What the task requires: Give the listing again character for character, but drop the images.

Provided information:

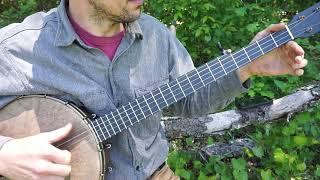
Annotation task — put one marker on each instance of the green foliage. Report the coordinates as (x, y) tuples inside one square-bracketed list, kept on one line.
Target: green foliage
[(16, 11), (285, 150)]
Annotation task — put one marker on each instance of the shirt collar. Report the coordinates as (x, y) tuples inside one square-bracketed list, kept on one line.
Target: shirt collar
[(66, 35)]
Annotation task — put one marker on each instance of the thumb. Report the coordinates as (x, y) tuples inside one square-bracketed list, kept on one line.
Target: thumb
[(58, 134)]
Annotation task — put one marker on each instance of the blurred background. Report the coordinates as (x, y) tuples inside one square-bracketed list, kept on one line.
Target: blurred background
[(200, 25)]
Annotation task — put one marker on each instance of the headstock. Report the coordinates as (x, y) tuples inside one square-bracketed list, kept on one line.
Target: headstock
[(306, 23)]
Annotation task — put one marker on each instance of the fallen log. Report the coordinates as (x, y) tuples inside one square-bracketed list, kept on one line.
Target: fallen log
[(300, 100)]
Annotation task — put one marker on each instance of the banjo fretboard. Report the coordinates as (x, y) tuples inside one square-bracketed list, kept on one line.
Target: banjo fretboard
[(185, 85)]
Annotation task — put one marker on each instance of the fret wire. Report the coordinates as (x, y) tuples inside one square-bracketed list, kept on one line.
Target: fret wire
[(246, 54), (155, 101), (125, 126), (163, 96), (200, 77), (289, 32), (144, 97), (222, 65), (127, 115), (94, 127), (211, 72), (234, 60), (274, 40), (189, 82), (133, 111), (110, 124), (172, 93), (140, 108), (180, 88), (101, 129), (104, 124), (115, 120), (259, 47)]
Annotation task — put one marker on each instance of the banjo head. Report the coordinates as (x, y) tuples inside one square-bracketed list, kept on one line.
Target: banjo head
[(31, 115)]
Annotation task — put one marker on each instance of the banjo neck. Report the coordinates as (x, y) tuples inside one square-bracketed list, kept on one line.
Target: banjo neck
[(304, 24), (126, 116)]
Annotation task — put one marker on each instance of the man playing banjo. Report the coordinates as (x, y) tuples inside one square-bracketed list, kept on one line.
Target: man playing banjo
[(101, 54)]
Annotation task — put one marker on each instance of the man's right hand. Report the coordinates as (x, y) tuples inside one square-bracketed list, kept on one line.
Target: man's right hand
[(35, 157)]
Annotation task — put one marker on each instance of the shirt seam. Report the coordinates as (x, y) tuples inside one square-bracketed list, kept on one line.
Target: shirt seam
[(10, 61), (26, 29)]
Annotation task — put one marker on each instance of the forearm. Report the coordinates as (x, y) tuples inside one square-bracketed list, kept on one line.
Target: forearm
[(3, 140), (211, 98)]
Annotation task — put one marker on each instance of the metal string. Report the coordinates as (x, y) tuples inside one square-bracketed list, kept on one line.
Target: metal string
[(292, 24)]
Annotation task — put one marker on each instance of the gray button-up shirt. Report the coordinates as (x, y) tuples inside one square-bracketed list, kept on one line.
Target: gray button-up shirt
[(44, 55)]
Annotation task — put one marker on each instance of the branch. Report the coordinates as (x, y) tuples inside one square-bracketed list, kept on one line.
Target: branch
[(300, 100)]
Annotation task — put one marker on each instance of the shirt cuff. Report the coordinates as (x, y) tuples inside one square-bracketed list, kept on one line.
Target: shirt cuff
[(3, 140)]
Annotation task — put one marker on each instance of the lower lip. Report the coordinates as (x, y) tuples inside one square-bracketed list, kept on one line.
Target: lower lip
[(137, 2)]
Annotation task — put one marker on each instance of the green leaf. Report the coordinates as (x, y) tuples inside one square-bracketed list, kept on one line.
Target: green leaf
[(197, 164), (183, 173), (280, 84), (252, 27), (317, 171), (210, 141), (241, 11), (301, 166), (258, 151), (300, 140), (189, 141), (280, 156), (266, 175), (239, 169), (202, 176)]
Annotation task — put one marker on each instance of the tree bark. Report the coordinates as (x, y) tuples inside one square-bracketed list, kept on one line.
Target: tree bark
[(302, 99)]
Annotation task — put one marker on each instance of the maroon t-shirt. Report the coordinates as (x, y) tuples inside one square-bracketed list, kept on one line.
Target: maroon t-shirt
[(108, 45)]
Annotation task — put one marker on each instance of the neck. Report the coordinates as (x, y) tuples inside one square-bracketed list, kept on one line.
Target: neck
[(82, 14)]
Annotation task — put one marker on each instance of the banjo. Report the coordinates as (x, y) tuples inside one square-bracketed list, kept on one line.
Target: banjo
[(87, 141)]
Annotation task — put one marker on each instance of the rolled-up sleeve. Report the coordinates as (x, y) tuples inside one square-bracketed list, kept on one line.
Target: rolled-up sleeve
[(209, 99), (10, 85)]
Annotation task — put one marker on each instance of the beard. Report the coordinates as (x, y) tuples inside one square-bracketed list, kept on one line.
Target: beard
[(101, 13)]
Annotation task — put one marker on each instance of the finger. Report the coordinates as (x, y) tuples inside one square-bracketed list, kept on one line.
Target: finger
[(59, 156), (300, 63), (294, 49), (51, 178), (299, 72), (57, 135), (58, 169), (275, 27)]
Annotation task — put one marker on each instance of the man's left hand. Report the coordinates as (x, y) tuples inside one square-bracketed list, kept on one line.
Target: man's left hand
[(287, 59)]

Solution for this exercise:
Annotation task — put one marker on each instance of the green foliage. Report the coordinates as (x, y) tuples inside one square-bracketed list, kept on one line.
Target: green foliage
[(16, 11), (285, 150)]
Annotation task — put one marker on each instance of the shirt collar. Report the coordinates as (x, y) tuples inside one square-bracketed list, kept on one line.
Target: shirt collar
[(66, 35)]
Annotation task — put one marker on each instance of the thumb. Report the coordinates as (x, y) tuples inside one square-bracketed list, kept on one line.
Target: thumb
[(58, 134)]
Annotation task — put one marker on each instance of the blurred background. Report the coordinates as (x, y) tuples inside one square-bracketed list, kept on one line.
Target: blurred background
[(200, 25)]
Annotation task — put one marker on each instance of the headstock. Report the coordinates as (x, y) tuples inside one square-bracketed list, kept on one line.
Target: headstock
[(306, 23)]
Annotation task — put one marker on each instance of the fallen log. Report the coordinates as (x, y) tuples inside one square-bracketed list, kept on one line.
Target: fallen log
[(300, 100)]
Annotation task — put one marker on each instance of the banjo fretboard. Report the coordinates as (x, y) tuples inside one square-bracketed list, kept on one line.
Target: banjo fretboard
[(185, 85)]
Annotation task — put one marker on each instance of the fret wire. Report the coordinates as (x, y) tuples inside one square-bracketed list, kept on one line.
Target: fret wire
[(246, 54), (155, 101), (125, 126), (163, 96), (200, 77), (289, 32), (144, 97), (222, 65), (127, 115), (94, 127), (211, 72), (234, 60), (274, 40), (189, 82), (133, 111), (110, 124), (172, 93), (140, 108), (180, 88), (101, 129), (104, 124), (115, 120), (259, 47)]
Annotation task — put one marker on each instance of the banjo head. Report the coordinates as (x, y) tuples inside one square-bracketed list, kept on one line.
Target: banjo head
[(31, 115)]
Annotation task — put one marker on each instance of the banjo neck. Report the coordinates as (x, y) tuples inside one square-bracketed list, kept on one line.
Target: banjo neck
[(304, 24), (126, 116)]
Annotation task — put one marker on each instance of the man playing banjo. Report the coordinates as (x, y) tuples inside one square-bracketed list, kept on one line.
Target: man playing banjo
[(101, 54)]
Annotation task — put one marker on each instance of the man's right hand. Report the coordinates as (x, y) tuples inside one square-bracketed list, kept on one line.
Target: man's right hand
[(35, 157)]
Annotation task — put one marker on each instance of the shirt seam. Report the coordinates as (x, y) tuples inside one square-bracketed list, kept on one line.
Target: shirt seam
[(10, 61), (26, 29)]
Annotation task — put one marker on each instance of the forearm. Report the coordinates as (x, y) tuples inside one square-bracketed list, kept on one line.
Target: forearm
[(3, 140), (211, 98)]
Annotation task — put one marker on each instance of the metal string. Report the coordinates as (x, y) tuples inside one square-bracketed list, kept on one line.
Target: metal string
[(292, 24)]
Annotation task — put one marker on each instance of the gray button-up shirt. Report the coordinates as (x, y) tuples inside one square-bracketed list, kept on one line.
Target: gray button-up shirt
[(44, 55)]
Annotation task — put one marker on each instance of the branch. Report the coordinates as (x, y) tuples inside one square-bracketed list, kept on one line.
Target: branch
[(300, 100)]
Annotation task — put one marker on each instance of the shirt cuff. Report the coordinates as (x, y) tuples inside one square-bracketed list, kept on one line.
Target: shirt cuff
[(3, 140)]
Annotation task — put one marker on each instance of the lower lip. Report the coordinates as (x, y) tuples inside one square-bracketed list, kept on one line.
Target: lower lip
[(137, 2)]
Annotation task — put one marker on each instance of the green leaf. Report the coordinates as (x, y) tuples inside one square-bracketed list, kept on one line.
Target: green leaf
[(197, 164), (183, 173), (280, 84), (252, 27), (317, 171), (210, 141), (241, 11), (301, 166), (258, 151), (300, 140), (189, 141), (280, 156), (266, 175), (239, 169), (202, 176)]
Annotation task — put one marker on each instance of the tree bark. Report the coordinates as (x, y) tuples inside one square-bracketed list, kept on one line.
Target: tree bark
[(302, 99)]
Annotation task — put one marker on each instance of the maroon t-shirt. Report the coordinates as (x, y) tuples inside one square-bracketed list, kept on one line.
Target: maroon t-shirt
[(108, 45)]
Annotation task — put one marker on each instance of the neck. Report the coordinates as (x, y) tuples inside one square-bracketed list, kept on one line.
Target: neck
[(82, 14)]
Annotation task — put one marker on each instance of the banjo. Report the coordinates as (x, y) tuples inside one square-bracketed list, kept on one line.
Target: banjo
[(87, 141)]
Annotation task — put one marker on each instance of the rolled-up sleeve. Report the coordinates as (x, y) tuples inside one square-bracketed list, kept on one line.
Target: rolled-up sleeve
[(209, 99), (10, 85)]
Annotation task — put one marker on each instance of the beard. Report the coordinates as (x, y) tuples inside one square-bracketed list, kept on one line.
Target: beard
[(101, 13)]
Annotation task — put one marker on each instance of the finger. Report the coordinates as (x, y) tuples inside one square-bracketed list, kept on one line.
Target: finger
[(59, 156), (300, 63), (294, 49), (51, 178), (299, 72), (57, 135), (58, 169), (275, 27)]
Annotation task — put one marker on each instance of the man's left hand. Report the coordinates as (x, y) tuples inside one square-bracketed list, kept on one line.
Target: man's left hand
[(287, 59)]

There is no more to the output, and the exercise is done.